___ Study text
Movies – The 2017 Chicago International Film Festival – Sunday, October 15th Pt. 1

The Chicago International Film Festival is back again, from Thursday, October 12th to Thursday, October 26th, and I’ll provide capsule reviews of as many of the films as I can manage to see. All films are shown at the AMC River East Theaters, 322 E. Illinois St. here in the great city of Chicago, Illinois.

 

Kigali

Eliane Umuhire in “Birds Are Singing In Kigali.” credit: Materiały prasowe

Birds Are Singing In Kigali (Ptaki Spiewaja W Kigali) (Poland, 2017) concerns Anna Keller (Jowita Budnik), a Polish ornithologist doing research on vultures with a close in-country colleague… in Rwanda in 1994. But rather than being another chronicle of the genocide itself, the film follows Anna’s escape from Rwanda with the daughter of her Tutsi mentor/colleague, her post-trauma settlement back into her life in Poland after three years, and the daughter’s efforts to make a life for herself there after everything else has been taken.

The daughter, Claudine Mugambira (Eliane Umuhire) insists on going to the refugee center rather than Anna’s home. Clearly derisive of charity on her behalf, we learn later of another reason for her distance. Nonetheless, Claudine eventually ends up with Anna, fending off nosy immigration agents and gamely trying her hand at a few different occupations. Anna is clearly deeply scarred – she ends her university-sponsored research and donates away years of personal research archives. Reaching a still-painful détente with each other, Anna accompanies Claudine back to now-Tutsi-controlled Kigali, where she’ll seek to find her family to bury them properly while reconnecting with a lost relative.

The film, directed by Joanna Kos-Krauze, was a co-directing project with her husband Krzysztof Krauze before his sudden death in 2014. Cinematographer Krzysztof Ptak also passed away before completion as well, so the final film is a genuine labor of love and a tribute to Kos-Krauze’s resilience. She hasn’t compromised much – we accumulate details as it cruises along, a long slow blending smear of events and feelings rather than a conventional, step-by-step episodic narrative. But the film is ultimately uplifting and hopeful, without reducing any of the horror that these two women have lived through. I recommend it.
______
___ Supplied material
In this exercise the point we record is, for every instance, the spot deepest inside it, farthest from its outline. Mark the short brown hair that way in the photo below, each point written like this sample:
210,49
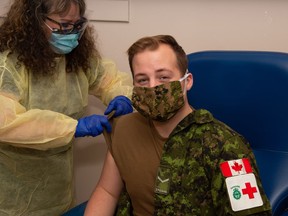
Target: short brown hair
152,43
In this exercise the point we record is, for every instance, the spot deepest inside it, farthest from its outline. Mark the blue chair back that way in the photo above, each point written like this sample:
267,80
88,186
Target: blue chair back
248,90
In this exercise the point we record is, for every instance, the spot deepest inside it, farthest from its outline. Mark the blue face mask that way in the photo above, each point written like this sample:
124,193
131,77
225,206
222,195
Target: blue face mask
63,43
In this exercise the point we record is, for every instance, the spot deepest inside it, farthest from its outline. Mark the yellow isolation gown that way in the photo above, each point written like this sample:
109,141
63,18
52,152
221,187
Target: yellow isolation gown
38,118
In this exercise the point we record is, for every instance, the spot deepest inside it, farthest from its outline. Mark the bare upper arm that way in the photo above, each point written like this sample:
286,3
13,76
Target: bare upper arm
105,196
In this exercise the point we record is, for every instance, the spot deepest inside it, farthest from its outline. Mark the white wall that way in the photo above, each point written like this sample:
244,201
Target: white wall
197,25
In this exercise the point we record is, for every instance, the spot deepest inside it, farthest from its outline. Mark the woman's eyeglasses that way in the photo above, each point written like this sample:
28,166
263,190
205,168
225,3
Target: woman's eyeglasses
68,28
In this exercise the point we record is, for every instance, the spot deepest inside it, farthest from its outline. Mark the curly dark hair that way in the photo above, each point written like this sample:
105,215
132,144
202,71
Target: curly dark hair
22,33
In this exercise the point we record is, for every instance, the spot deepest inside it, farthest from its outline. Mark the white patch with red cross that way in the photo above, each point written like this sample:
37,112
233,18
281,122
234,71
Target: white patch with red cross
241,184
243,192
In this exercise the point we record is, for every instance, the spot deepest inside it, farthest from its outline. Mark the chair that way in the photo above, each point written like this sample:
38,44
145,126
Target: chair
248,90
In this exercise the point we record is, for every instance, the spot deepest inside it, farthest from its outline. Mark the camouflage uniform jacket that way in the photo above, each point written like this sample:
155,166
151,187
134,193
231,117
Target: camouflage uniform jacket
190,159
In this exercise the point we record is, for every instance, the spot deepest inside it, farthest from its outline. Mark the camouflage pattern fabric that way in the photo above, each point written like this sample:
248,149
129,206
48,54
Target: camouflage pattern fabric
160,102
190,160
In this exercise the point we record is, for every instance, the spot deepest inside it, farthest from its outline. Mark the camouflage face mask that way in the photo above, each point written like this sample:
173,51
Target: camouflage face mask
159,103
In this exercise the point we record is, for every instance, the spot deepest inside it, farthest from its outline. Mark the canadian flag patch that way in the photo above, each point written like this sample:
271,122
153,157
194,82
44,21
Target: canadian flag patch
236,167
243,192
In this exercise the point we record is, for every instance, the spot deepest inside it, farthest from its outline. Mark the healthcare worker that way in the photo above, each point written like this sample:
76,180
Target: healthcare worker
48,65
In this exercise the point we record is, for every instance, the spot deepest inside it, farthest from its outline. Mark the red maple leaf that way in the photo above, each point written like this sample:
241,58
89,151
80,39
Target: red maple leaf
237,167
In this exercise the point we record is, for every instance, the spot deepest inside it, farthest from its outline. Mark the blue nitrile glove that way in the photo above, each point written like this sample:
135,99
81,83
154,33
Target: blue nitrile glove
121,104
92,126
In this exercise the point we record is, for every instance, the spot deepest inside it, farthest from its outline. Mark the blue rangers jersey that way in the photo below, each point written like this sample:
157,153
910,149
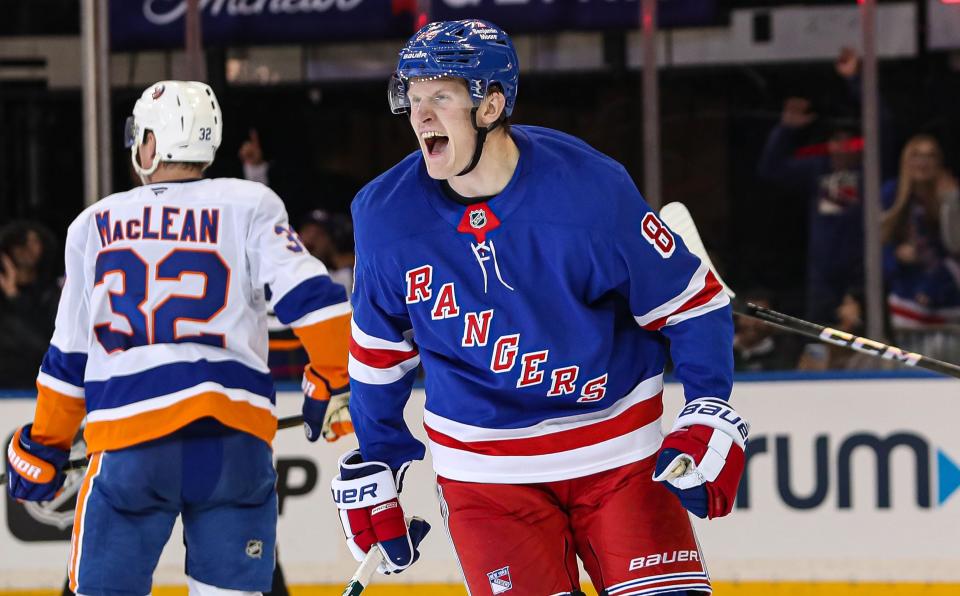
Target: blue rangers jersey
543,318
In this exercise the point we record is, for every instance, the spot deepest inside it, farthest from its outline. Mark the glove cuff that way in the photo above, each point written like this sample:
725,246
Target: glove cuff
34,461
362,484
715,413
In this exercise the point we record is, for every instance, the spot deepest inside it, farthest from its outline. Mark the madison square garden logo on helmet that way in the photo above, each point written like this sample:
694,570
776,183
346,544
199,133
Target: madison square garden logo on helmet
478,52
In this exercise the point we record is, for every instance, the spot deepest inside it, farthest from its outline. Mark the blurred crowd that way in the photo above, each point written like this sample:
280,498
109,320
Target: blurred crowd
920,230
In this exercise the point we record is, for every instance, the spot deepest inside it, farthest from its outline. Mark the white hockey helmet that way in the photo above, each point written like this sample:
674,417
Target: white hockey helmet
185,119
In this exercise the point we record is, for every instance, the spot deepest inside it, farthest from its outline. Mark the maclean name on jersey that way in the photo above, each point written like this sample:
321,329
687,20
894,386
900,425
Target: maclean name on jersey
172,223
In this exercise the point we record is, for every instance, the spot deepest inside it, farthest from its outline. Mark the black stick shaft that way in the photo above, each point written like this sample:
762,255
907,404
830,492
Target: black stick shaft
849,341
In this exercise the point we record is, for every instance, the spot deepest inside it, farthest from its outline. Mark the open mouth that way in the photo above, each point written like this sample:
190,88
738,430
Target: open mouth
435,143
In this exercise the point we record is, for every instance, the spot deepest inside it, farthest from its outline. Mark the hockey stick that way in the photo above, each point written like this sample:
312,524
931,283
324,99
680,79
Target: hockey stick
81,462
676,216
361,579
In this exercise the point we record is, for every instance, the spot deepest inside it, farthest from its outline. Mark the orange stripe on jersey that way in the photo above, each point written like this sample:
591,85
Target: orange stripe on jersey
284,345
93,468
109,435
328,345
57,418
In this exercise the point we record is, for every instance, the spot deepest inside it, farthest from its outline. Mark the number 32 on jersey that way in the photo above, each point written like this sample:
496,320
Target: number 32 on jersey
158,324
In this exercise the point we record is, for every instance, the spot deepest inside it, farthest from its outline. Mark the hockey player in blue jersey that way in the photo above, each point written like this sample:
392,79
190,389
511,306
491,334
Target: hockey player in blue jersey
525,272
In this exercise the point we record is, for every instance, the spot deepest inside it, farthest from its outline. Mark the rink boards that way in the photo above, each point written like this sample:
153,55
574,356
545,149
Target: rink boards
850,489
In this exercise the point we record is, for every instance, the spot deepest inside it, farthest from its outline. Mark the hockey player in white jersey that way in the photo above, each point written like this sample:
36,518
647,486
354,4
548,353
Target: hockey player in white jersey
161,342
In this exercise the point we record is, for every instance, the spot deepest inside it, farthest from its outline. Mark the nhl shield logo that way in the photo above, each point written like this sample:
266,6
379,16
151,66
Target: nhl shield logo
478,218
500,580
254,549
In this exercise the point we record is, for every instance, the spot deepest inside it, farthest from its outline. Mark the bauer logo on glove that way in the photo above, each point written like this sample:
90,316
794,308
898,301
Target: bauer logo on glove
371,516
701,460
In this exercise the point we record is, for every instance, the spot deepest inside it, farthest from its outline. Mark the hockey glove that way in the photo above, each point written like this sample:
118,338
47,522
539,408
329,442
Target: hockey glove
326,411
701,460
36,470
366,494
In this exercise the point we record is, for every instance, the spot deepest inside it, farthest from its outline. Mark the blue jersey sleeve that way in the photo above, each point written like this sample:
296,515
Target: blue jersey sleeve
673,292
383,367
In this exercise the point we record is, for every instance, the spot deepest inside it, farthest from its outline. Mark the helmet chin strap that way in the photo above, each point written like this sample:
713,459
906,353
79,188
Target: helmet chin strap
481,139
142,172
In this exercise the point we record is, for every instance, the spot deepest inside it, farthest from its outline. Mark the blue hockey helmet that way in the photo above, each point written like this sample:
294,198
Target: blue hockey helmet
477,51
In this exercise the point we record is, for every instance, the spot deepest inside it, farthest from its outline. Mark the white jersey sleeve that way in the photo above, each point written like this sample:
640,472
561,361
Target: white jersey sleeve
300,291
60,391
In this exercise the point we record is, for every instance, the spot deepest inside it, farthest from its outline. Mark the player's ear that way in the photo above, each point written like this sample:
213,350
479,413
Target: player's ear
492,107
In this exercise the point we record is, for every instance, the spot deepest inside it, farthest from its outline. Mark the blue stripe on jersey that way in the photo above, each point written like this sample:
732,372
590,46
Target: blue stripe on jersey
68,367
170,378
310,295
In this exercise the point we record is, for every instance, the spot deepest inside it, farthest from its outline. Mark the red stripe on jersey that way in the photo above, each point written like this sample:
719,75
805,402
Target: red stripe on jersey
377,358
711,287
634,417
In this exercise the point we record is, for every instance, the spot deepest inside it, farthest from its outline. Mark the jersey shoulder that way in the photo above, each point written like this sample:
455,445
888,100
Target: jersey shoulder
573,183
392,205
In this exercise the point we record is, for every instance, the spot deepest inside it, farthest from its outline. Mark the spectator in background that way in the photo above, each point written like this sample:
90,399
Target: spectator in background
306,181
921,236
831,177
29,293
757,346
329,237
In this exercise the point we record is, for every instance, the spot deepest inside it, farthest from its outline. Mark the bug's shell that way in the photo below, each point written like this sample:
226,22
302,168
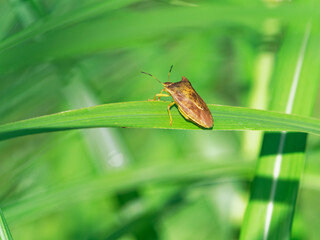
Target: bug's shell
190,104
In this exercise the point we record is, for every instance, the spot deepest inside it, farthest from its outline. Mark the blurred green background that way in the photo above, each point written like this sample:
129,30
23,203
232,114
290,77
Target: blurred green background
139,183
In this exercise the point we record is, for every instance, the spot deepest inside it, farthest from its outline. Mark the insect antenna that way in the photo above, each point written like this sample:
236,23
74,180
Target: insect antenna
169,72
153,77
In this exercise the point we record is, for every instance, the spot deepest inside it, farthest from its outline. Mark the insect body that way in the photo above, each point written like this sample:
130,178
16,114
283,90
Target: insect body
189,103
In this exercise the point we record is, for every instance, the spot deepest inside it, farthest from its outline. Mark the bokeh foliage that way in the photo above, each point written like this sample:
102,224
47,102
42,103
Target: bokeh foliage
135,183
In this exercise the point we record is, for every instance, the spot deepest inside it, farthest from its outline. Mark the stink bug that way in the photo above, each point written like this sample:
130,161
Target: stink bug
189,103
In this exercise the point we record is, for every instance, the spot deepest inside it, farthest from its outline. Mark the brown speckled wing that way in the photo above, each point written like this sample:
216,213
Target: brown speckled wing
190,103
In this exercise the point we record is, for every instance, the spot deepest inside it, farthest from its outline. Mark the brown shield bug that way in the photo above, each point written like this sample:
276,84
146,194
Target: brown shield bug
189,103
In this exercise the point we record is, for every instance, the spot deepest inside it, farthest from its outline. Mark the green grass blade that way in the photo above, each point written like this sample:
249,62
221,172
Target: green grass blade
______
___ Supplied material
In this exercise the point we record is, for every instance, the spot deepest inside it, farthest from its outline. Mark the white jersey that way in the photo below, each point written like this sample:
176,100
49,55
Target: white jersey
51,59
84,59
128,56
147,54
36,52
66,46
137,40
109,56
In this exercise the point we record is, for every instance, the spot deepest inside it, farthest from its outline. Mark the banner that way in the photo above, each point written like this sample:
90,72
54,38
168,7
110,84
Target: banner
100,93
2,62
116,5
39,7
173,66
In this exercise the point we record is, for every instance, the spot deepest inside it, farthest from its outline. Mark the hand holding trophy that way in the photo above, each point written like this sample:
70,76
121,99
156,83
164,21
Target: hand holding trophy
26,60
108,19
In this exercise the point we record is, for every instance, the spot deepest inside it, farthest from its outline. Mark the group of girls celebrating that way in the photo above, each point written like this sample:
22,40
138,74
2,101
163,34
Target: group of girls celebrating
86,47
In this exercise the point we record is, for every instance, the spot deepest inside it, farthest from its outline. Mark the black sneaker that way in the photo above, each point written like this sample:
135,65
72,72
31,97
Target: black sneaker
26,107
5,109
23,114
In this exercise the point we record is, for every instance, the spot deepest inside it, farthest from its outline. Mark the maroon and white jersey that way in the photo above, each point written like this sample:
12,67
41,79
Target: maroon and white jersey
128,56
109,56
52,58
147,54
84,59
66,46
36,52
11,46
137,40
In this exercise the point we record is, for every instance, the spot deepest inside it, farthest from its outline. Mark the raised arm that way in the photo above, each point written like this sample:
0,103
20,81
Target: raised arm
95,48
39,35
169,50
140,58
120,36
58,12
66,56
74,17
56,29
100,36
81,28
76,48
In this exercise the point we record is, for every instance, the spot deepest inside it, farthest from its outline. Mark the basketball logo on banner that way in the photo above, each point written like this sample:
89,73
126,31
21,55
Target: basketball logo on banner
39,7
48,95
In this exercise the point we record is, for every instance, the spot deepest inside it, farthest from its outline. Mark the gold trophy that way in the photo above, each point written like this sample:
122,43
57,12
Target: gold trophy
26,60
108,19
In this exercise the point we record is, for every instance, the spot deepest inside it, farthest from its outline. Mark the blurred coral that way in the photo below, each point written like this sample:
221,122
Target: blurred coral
______
___ Supplied material
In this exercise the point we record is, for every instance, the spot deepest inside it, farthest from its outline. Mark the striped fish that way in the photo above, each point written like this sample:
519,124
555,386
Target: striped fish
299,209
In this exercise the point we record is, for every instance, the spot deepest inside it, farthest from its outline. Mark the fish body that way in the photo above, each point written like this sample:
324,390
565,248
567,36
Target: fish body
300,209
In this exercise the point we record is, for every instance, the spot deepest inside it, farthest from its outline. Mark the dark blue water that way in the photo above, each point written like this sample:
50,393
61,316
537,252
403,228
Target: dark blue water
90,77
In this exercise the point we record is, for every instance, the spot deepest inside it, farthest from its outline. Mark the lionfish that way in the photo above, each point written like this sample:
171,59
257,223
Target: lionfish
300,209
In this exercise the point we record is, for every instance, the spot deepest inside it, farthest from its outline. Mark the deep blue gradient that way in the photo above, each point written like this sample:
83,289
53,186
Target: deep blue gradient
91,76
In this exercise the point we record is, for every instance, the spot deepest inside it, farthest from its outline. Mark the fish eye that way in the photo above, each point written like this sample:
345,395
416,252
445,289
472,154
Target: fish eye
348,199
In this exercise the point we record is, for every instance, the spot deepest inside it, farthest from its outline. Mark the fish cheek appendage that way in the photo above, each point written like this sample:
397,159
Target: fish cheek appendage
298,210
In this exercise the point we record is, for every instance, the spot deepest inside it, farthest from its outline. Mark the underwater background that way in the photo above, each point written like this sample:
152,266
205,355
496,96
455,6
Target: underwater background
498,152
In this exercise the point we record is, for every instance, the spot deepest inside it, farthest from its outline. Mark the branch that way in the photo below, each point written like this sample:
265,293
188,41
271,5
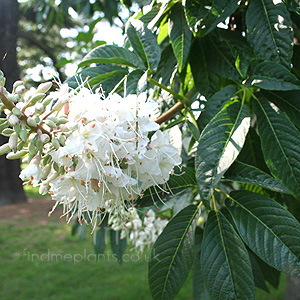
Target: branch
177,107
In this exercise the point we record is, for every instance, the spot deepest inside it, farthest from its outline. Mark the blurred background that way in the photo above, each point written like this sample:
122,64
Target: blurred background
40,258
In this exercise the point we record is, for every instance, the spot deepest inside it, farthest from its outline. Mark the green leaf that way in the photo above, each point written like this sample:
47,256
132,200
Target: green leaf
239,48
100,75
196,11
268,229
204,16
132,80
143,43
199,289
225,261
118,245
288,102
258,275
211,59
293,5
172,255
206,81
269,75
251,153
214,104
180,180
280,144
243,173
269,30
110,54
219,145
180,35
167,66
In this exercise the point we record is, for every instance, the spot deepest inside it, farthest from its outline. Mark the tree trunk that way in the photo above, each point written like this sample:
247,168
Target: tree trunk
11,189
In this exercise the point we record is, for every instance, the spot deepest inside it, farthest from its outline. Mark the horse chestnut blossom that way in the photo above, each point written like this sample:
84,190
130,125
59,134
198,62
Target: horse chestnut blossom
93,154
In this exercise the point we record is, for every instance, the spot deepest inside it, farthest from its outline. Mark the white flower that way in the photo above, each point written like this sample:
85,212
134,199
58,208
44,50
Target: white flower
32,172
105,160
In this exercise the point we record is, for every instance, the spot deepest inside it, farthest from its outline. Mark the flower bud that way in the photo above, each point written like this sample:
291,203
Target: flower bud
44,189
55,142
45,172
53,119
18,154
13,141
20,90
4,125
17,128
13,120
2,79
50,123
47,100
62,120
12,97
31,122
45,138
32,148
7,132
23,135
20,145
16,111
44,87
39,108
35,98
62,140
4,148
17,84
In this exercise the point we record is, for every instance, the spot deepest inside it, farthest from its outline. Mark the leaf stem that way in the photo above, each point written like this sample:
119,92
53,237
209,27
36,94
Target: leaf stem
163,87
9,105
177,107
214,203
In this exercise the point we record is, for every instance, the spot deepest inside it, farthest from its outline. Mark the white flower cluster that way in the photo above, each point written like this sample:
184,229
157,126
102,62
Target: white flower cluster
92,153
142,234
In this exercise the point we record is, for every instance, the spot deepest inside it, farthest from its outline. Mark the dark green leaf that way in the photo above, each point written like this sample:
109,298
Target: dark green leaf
______
## Work request A
Name every real person in the film festival review who acted in or helped make the film it discusses.
## Work request B
Continue the film festival review from its final sentence.

## Written reply A
Jowita Budnik, Eliane Umuhire, Joanna Kos-Krauze, Krzysztof Krauze, Krzysztof Ptak

## Written reply B
‘Birds Are Singing In Kigali’ screens on Sunday, October 15th at 5:30 pm and Monday the 15th at 5:30 as well.

 

manofintegrity

Reza Akhlaghirad in “A Man Of Integrity.” credit: http://www.gaiff.am

Mohammad Rasoulof was arrested in Iran with Jafar Panahi in 2010 for making films critical of Iranian politics and culture. While Panahi languishes in house arrest, he still manages to make underground films like This Is Not a Film (2011) and Taxi Tehran (2015), which are then smuggled out of Iran and avidly shown in the rest of the world. Rasoulof served one year of his sentenced six in prison before being granted bail. He’s since made Goodbye (2011), Manuscripts Don’t Burn (2013) and our film today, A Man Of Integrity (Lerd) (Iran, 2017), all shot under clandestine circumstances, all having been banned in Iran and smuggled out. His latest seems to have been met with the usual reaction from Iranian authorities – Rasoulof had been allowed some limited travel, but Iran seized his passport upon his return from Cannes and Telluride last month.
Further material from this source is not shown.